演習問題:
- a) みなし贈与を解説した文書本文から、「この記事では、みなし贈与の基」から「取、相続税法第5条、第6条)」までの範囲を一字一句変えずに再掲してください。
- b) みなし贈与に関する文書本文の次の一文を英語に翻訳してください:「しかし、みなし贈与を税務署に指摘されると、贈与税が課税されるだけではなく、加算税や延滞税といった二重のペナルティを課せられる可能性もあります。」

文書本文:

+ + + +

みなし贈与とは?該当するケース・回避する方法を事例で解説
みなし贈与とは、実質的に贈与を受けた場合と同じ経済的利益があった場合に、「贈与」と「みなす」ことを指します。
通常の贈与では、贈与者と受贈者の間で「贈与した・された」という合意がありますが、みなし贈与では当事者間の意思伝達がないため、贈与税が課税されることに気付かないことが多いです。
しかし、みなし贈与を税務署に指摘されると、贈与税が課税されるだけではなく、加算税や延滞税といった二重のペナルティを課せられる可能性もあります。
この記事では、みなし贈与の基礎知識はもちろん、みなし贈与の判定基準や該当するケースについて解説します。
税務署からみなし贈与と指摘されるのを回避する方法もご紹介しますので、ぜひ参考にしてください。
この記事の目次 [表示]
1.みなし贈与とは?
みなし贈与とは、贈与者と受贈者の間で「贈与した・された」という合意がなくても、実質的に贈与を受けた場合と同じ経済的利益があった場合に、「贈与」という行為があったと「みなす」ことです。
国税庁ホームページのタックスアンサー(No.4423 個人から著しく低い価額で財産を譲り受けたとき)には、次のように記載されています。
「個人から著しく低い価額の対価で財産を譲り受けた場合には、その財産の時価と支払った対価との差額に相当する金額は、財産を譲渡した人から贈与により取得したものとみなされます。」
つまり、「著しく低い価額の対価で財産の譲渡を受けた場合」(低額譲渡)は、時価との差額がみなし贈与に該当します(相続税法第7条)。
このほか、次のような場合もみなし贈与に該当します。
- 無償または著しく低い価額の対価で債務の免除等を受けた場合(債務免除等、相続税法第8条)
- 無償または著しく低い価額の対価で利益を受けた場合(経済的利益の享受、相続税法第9条)
- 契約者以外の人(保険料や掛金を負担していない人)が、満期や解約、被保険者の死亡により保険金または定期金を受け取った場合(生命保険金等の受取、相続税法第5条、第6条)

+ + + +

データ抜粋:
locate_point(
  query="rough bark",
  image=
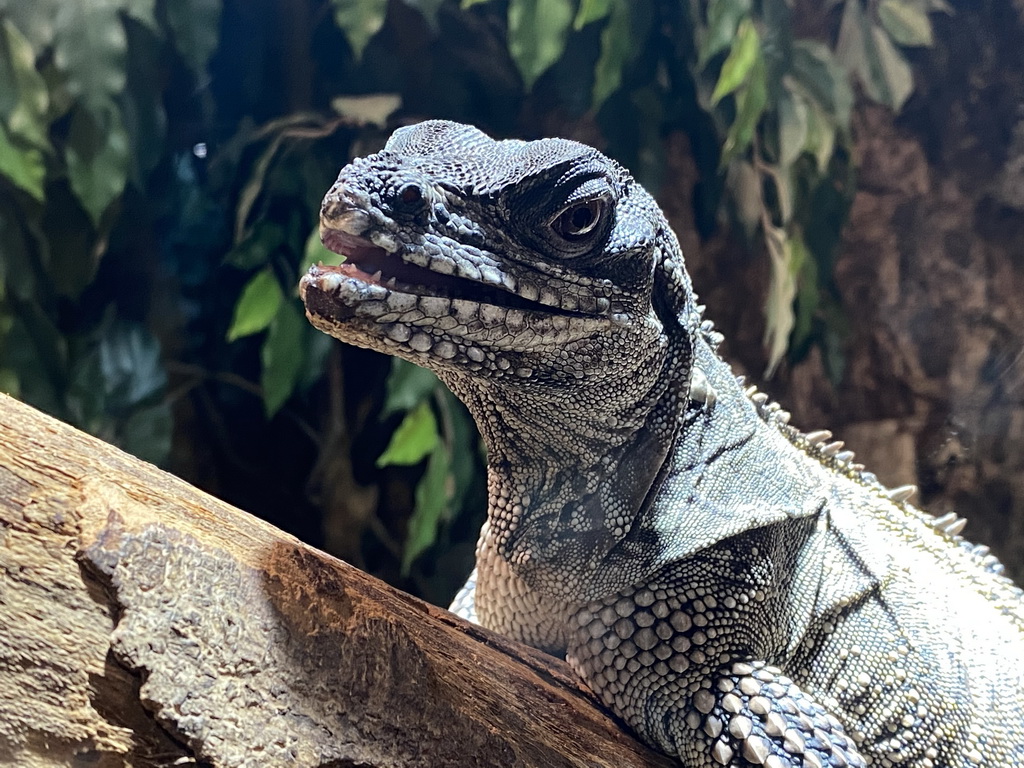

+ + + +

解答一覧:
- a)
この記事では、みなし贈与の基礎知識はもちろん、みなし贈与の判定基準や該当するケースについて解説します。
税務署からみなし贈与と指摘されるのを回避する方法もご紹介しますので、ぜひ参考にしてください。
この記事の目次 [表示]
1.みなし贈与とは?
みなし贈与とは、贈与者と受贈者の間で「贈与した・された」という合意がなくても、実質的に贈与を受けた場合と同じ経済的利益があった場合に、「贈与」という行為があったと「みなす」ことです。
国税庁ホームページのタックスアンサー(No.4423 個人から著しく低い価額で財産を譲り受けたとき)には、次のように記載されています。
「個人から著しく低い価額の対価で財産を譲り受けた場合には、その財産の時価と支払った対価との差額に相当する金額は、財産を譲渡した人から贈与により取得したものとみなされます。」
つまり、「著しく低い価額の対価で財産の譲渡を受けた場合」(低額譲渡)は、時価との差額がみなし贈与に該当します(相続税法第7条)。
このほか、次のような場合もみなし贈与に該当します。
- 無償または著しく低い価額の対価で債務の免除等を受けた場合(債務免除等、相続税法第8条)
- 無償または著しく低い価額の対価で利益を受けた場合(経済的利益の享受、相続税法第9条)
- 契約者以外の人(保険料や掛金を負担していない人)が、満期や解約、被保険者の死亡により保険金または定期金を受け取った場合(生命保険金等の受取、相続税法第5条、第6条)

- b) However, if the tax office points out a deemed gift, you may not only be subject to gift tax but may also face a double penalty in the form of additional tax and delinquency tax.